-- GOAL --
In the BYU vs Air Force game thread below, copy everything from "# BYU vs Air" down to "game is this.", swapping "radio" for "internet".

-- GIVEN TEXT --
§

# BYU vs Air Force Game Thread



## UintaMan (Sep 16, 2007)

Well how about some predictions from everyone. I am excited for this game and can't wait to see the cougs open up a can on the mighty falcons. I am also so freaking glad that the game is on Versus and not just the stupid Mountain chanel. I was expecting to listen to the game on the radio but now will be watching it on the TV. Anyhow my prediction for the game is this.

BYU wins big 41 - 27. Lets go cougs, one more game with a win and let rivalry week begin!


----------



## coyoteslayer (Sep 10, 2007)

I believe Air Force will win 21 to 17 because BYU hasnt played well against mediocre teams and Air Force is better than those teams they had close games with.


----------



## Comrade Duck (Oct 24, 2007)

I think BYU matches up well against Air Force. If BYU has a strength on Defense it is their ability to stop the run. The front 7 are pretty solid and Air Force doesn't have the passing game to expose BYU's weaknesses in the secondary. They are going to run first and foremost. That's what they do. 

On the flip side, Air Force has a good defense but they won't be able to shut the Cougar's Offense down. BYU will score points. 

I think BYU could lose this game, but I don't see it happening. If BYU protects the ball and plays good, disciplined football they win this one easily. Whether that will happen remains to be seen. 

I think BYU wins by 10, 24-14.

Shane


----------



## duck jerky (Sep 8, 2007)

Byu 34 to 17


----------



## UintaMan (Sep 16, 2007)

§

-- ENTRIES --
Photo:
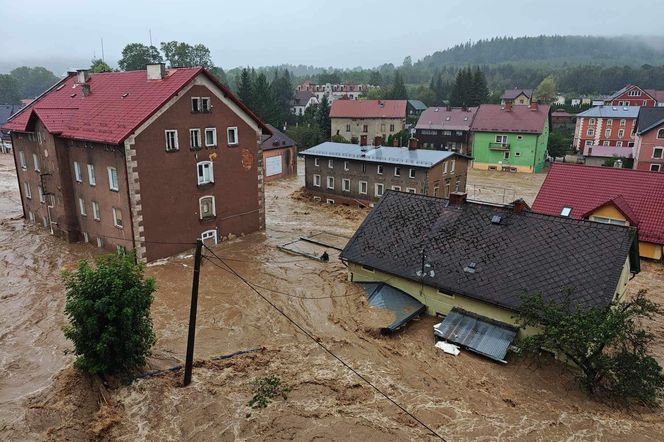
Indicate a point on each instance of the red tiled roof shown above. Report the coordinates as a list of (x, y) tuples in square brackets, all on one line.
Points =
[(637, 194), (441, 118), (521, 119), (368, 109), (118, 103)]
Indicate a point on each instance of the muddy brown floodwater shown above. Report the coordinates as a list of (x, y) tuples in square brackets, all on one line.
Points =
[(462, 398)]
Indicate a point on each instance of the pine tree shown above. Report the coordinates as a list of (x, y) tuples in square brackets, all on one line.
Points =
[(244, 89)]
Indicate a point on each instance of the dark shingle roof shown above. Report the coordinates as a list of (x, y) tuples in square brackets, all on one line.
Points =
[(277, 140), (527, 252)]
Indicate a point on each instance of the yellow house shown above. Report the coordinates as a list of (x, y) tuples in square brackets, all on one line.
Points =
[(483, 258), (608, 195)]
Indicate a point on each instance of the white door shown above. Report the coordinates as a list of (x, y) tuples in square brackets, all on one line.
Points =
[(273, 165)]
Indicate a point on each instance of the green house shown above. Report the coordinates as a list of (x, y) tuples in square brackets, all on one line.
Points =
[(511, 137)]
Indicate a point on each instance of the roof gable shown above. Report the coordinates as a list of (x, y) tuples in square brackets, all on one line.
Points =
[(586, 188), (525, 252)]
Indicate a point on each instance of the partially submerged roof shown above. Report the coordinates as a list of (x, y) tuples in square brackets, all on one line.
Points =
[(118, 103), (608, 111), (278, 140), (584, 188), (443, 118), (491, 253), (520, 119), (649, 118), (381, 154), (511, 94), (368, 109)]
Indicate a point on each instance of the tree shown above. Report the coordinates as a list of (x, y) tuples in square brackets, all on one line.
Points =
[(245, 89), (108, 308), (136, 56), (99, 66), (32, 82), (398, 90), (607, 344), (546, 90), (9, 93)]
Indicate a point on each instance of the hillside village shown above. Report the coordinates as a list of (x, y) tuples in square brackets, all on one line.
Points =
[(403, 244)]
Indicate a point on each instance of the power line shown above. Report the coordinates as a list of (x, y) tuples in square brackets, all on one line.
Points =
[(321, 345)]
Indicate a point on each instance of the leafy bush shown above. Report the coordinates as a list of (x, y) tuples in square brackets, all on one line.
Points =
[(109, 314), (266, 389)]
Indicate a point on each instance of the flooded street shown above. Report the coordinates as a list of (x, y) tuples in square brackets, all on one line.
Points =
[(462, 398)]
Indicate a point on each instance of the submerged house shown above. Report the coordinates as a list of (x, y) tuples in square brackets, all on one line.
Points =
[(480, 259)]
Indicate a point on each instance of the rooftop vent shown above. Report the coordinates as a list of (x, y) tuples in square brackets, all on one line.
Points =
[(470, 268)]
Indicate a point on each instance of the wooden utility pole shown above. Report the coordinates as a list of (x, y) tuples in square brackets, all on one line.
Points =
[(192, 313)]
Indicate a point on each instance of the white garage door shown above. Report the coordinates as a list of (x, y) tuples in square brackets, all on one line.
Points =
[(273, 165)]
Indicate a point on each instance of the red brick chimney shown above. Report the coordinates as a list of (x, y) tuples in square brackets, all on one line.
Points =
[(457, 198)]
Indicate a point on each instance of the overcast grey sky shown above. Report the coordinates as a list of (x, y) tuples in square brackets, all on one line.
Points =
[(340, 33)]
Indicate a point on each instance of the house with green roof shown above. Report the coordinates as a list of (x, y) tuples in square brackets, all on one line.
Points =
[(510, 138)]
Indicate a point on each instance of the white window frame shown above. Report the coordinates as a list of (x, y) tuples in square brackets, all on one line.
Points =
[(78, 176), (172, 144), (200, 206), (113, 183), (200, 173), (92, 178), (21, 160), (195, 139), (235, 133), (115, 218), (213, 131), (209, 234), (96, 211)]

§

-- THE REPLY --
# BYU vs Air Force Game Thread



## UintaMan (Sep 16, 2007)

Well how about some predictions from everyone. I am excited for this game and can't wait to see the cougs open up a can on the mighty falcons. I am also so freaking glad that the game is on Versus and not just the stupid Mountain chanel. I was expecting to listen to the game on the internet but now will be watching it on the TV. Anyhow my prediction for the game is this.